• _TO BE DONE_
a) Please extract the passage of the Stackelberg games abstract between "When faced with" and "and strategic classification[3,4].", inclusive.
b) In the Stackelberg games abstract, what is a pair (x, y) called when x maximizes the principal's payoff and the agent plays a best response y = br(x)?

Published: 13 July 2022 Publication History

Abstract

Stackelberg games are a canonical model for strategic principal-agent interactions. Consider, for instance, a defense system that distributes its security resources across high-risk targets prior to attacks being executed; or a tax policymaker who sets rules on when audits are triggered prior to seeing filed tax reports; or a seller who chooses a price prior to knowing a customer's proclivity to buy. In each of these scenarios, a principal first selects an action x∈X and then an agent reacts with an action y∈Y, where X and Y are the principal's and agent's action spaces, respectively. In the examples above, agent actions correspond to which target to attack, how much tax to pay to evade an audit, and how much to purchase, respectively. Typically, the principal wants an x that maximizes their payoff when the agent plays a best response y = br(x); such a pair (x, y) is a Stackelberg equilibrium. By committing to a strategy, the principal can guarantee they achieve a higher payoff than in the fixed point equilibrium of the corresponding simultaneous-play game. However, finding such a strategy requires knowledge of the agent's payoff function.
When faced with unknown agent payoffs, the principal can attempt to learn a best response via repeated interactions with the agent. If a (naïve) agent is unaware that such learning occurs and always plays a best response, the principal can use classical online learning approaches to optimize their own payoff in the stage game. Learning from myopic agents has been extensively studied in multiple Stackelberg games, including security games[2,6,7], demand learning[1,5], and strategic classification[3,4].

(Annotated coordinate records)

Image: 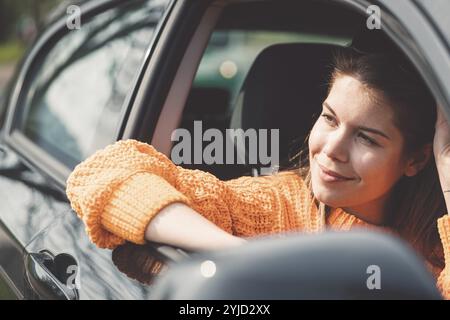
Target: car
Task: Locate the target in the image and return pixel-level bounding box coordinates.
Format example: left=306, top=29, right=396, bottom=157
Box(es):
left=0, top=0, right=450, bottom=300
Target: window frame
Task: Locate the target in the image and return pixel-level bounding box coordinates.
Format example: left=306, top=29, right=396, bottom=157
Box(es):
left=1, top=0, right=176, bottom=192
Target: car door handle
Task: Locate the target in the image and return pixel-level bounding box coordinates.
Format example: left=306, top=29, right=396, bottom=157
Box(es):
left=25, top=250, right=79, bottom=300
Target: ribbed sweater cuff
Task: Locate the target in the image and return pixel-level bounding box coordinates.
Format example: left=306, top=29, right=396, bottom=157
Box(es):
left=438, top=214, right=450, bottom=265
left=101, top=172, right=188, bottom=244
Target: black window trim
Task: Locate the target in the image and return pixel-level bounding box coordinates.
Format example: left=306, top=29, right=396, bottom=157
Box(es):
left=1, top=0, right=175, bottom=192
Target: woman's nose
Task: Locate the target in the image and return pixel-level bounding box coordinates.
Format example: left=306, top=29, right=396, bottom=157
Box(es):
left=323, top=132, right=349, bottom=163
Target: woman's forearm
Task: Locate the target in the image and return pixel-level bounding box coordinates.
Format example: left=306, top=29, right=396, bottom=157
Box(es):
left=145, top=203, right=245, bottom=251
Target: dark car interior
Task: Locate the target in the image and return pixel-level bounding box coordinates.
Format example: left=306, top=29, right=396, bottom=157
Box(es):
left=175, top=1, right=365, bottom=180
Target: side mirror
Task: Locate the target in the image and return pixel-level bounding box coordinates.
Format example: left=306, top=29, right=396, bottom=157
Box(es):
left=153, top=230, right=442, bottom=300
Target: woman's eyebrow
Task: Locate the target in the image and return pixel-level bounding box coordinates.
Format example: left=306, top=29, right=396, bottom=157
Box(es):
left=323, top=102, right=391, bottom=140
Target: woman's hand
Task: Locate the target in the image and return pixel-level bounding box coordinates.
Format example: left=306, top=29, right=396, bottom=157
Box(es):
left=145, top=203, right=246, bottom=251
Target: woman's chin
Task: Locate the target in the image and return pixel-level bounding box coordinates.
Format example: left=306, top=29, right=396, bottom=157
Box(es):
left=313, top=185, right=346, bottom=208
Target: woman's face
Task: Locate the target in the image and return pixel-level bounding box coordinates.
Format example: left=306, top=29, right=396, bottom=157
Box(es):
left=309, top=75, right=412, bottom=221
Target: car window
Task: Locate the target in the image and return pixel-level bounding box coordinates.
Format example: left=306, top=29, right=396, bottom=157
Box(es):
left=19, top=0, right=168, bottom=167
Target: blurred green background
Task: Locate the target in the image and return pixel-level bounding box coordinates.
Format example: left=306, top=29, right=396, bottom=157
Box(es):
left=0, top=0, right=84, bottom=102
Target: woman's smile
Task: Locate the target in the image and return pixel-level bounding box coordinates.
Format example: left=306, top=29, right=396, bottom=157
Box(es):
left=317, top=164, right=355, bottom=183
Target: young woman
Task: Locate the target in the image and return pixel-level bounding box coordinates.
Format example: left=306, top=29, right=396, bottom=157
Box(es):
left=67, top=30, right=450, bottom=298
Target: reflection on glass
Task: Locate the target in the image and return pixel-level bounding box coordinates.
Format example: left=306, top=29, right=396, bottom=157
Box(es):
left=23, top=0, right=167, bottom=167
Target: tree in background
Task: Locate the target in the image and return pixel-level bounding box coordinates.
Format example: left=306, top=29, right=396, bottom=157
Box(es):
left=0, top=0, right=69, bottom=44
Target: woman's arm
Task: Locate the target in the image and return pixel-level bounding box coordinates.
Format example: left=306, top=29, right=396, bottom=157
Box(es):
left=66, top=140, right=310, bottom=249
left=433, top=106, right=450, bottom=299
left=145, top=203, right=246, bottom=251
left=433, top=106, right=450, bottom=213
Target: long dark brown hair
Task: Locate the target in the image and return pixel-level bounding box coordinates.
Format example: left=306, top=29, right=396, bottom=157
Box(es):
left=295, top=32, right=446, bottom=268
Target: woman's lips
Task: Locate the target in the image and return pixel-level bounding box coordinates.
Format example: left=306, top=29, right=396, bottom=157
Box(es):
left=319, top=164, right=354, bottom=182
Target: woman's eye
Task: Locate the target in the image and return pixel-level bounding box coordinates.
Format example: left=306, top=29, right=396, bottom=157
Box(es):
left=321, top=113, right=336, bottom=125
left=359, top=133, right=378, bottom=146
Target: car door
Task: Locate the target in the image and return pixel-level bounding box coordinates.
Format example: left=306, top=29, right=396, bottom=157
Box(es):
left=0, top=0, right=173, bottom=299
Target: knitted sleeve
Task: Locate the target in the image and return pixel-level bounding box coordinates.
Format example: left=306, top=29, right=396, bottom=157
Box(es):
left=66, top=140, right=311, bottom=248
left=437, top=214, right=450, bottom=300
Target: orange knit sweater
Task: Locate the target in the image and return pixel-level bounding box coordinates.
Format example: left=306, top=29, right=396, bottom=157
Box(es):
left=67, top=140, right=450, bottom=298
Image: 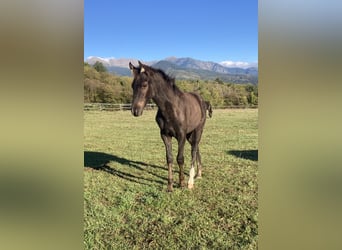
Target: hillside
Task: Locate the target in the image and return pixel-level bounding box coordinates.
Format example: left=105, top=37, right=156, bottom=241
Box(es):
left=84, top=61, right=258, bottom=107
left=86, top=57, right=258, bottom=84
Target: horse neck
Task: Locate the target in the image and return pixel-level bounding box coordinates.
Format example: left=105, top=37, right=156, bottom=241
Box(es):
left=152, top=77, right=183, bottom=112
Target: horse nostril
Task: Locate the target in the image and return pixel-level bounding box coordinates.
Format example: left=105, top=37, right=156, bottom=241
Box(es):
left=132, top=108, right=140, bottom=116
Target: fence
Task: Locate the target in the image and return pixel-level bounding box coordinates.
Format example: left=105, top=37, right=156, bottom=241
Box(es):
left=83, top=103, right=258, bottom=111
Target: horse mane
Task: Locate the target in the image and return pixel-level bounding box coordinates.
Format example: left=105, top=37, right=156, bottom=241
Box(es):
left=149, top=67, right=183, bottom=94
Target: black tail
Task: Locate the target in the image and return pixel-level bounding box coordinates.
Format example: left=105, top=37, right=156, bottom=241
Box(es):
left=205, top=102, right=213, bottom=118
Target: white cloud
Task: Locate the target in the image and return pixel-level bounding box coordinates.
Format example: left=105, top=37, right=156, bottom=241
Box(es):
left=220, top=61, right=258, bottom=68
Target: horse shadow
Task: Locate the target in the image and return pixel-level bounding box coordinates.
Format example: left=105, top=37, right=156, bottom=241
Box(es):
left=227, top=150, right=258, bottom=161
left=84, top=151, right=167, bottom=185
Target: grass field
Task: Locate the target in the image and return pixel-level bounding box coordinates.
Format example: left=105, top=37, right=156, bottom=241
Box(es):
left=84, top=109, right=258, bottom=249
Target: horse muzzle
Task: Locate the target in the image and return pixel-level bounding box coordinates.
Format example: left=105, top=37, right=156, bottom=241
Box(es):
left=131, top=107, right=144, bottom=116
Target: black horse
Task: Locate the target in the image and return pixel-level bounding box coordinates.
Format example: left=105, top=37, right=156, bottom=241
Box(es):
left=129, top=61, right=212, bottom=192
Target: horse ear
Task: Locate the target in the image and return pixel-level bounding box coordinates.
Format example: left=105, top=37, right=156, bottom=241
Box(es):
left=138, top=61, right=146, bottom=73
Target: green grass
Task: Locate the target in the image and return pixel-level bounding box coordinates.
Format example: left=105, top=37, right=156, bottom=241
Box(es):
left=84, top=109, right=258, bottom=249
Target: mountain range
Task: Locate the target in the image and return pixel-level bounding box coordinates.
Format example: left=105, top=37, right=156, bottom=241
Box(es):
left=85, top=56, right=258, bottom=84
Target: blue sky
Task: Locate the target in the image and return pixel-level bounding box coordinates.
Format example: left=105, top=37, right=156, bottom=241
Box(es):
left=84, top=0, right=258, bottom=65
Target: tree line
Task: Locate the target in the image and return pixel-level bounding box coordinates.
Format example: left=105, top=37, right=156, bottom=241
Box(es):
left=84, top=62, right=258, bottom=107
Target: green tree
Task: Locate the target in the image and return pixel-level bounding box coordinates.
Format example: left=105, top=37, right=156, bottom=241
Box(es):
left=93, top=61, right=107, bottom=72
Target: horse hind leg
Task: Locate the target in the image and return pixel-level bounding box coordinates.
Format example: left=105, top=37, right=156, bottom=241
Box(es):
left=195, top=147, right=202, bottom=179
left=188, top=143, right=198, bottom=189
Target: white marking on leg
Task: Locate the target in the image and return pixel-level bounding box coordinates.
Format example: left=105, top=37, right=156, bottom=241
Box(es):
left=188, top=165, right=195, bottom=189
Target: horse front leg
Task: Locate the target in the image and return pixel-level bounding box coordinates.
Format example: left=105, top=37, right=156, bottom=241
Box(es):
left=195, top=146, right=202, bottom=179
left=177, top=136, right=185, bottom=187
left=161, top=134, right=173, bottom=192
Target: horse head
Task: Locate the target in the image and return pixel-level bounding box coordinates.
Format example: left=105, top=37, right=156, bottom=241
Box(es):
left=129, top=61, right=153, bottom=116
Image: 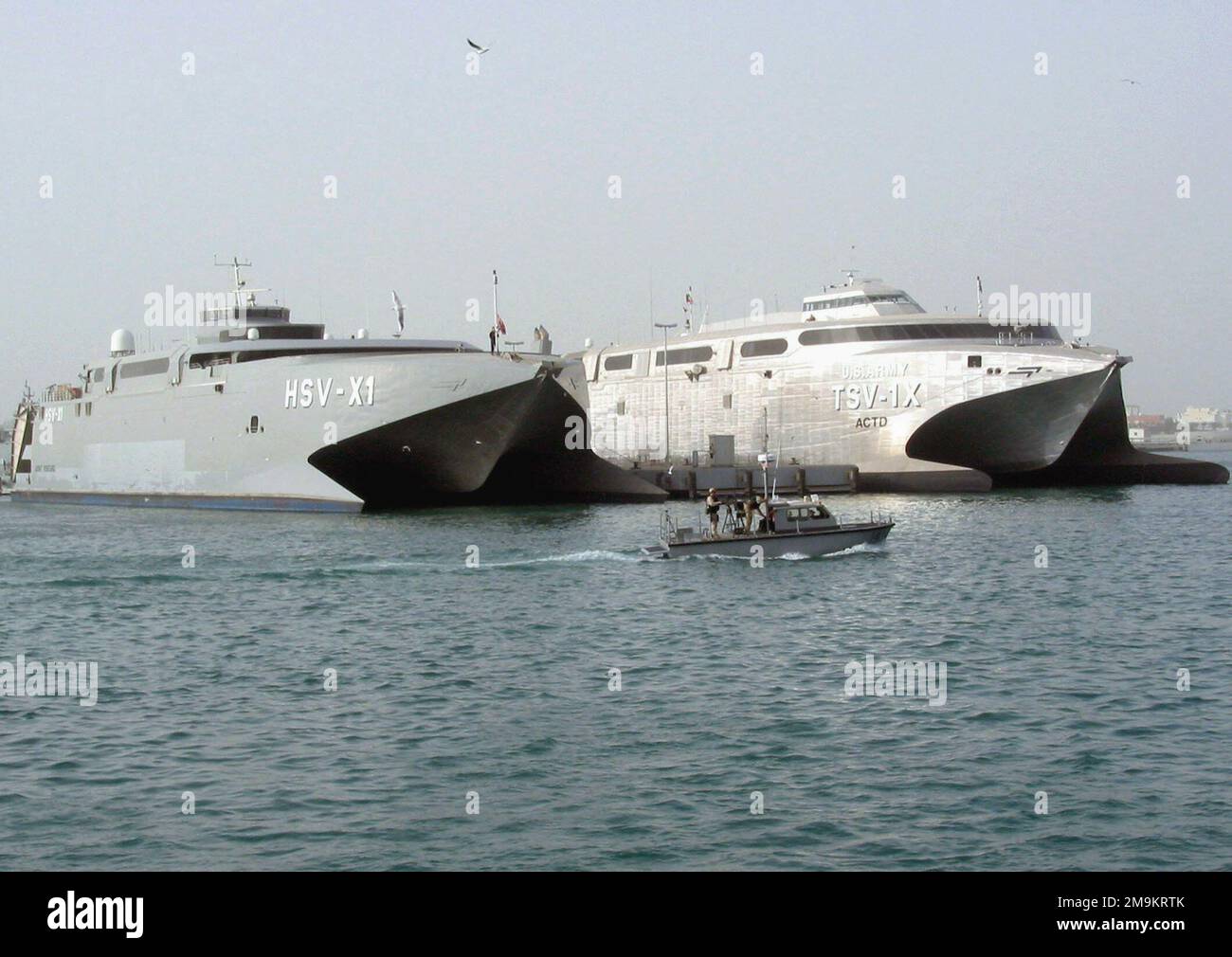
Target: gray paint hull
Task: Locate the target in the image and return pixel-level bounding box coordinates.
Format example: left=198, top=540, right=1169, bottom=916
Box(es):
left=583, top=316, right=1228, bottom=492
left=13, top=349, right=662, bottom=511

• _ANSWERS TO THE EXERCISES_
a)
When faced with unknown agent payoffs, the principal can attempt to learn a best response via repeated interactions with the agent. If a (naïve) agent is unaware that such learning occurs and always plays a best response, the principal can use classical online learning approaches to optimize their own payoff in the stage game. Learning from myopic agents has been extensively studied in multiple Stackelberg games, including security games[2,6,7], demand learning[1,5], and strategic classification[3,4].

b) A Stackelberg equilibrium.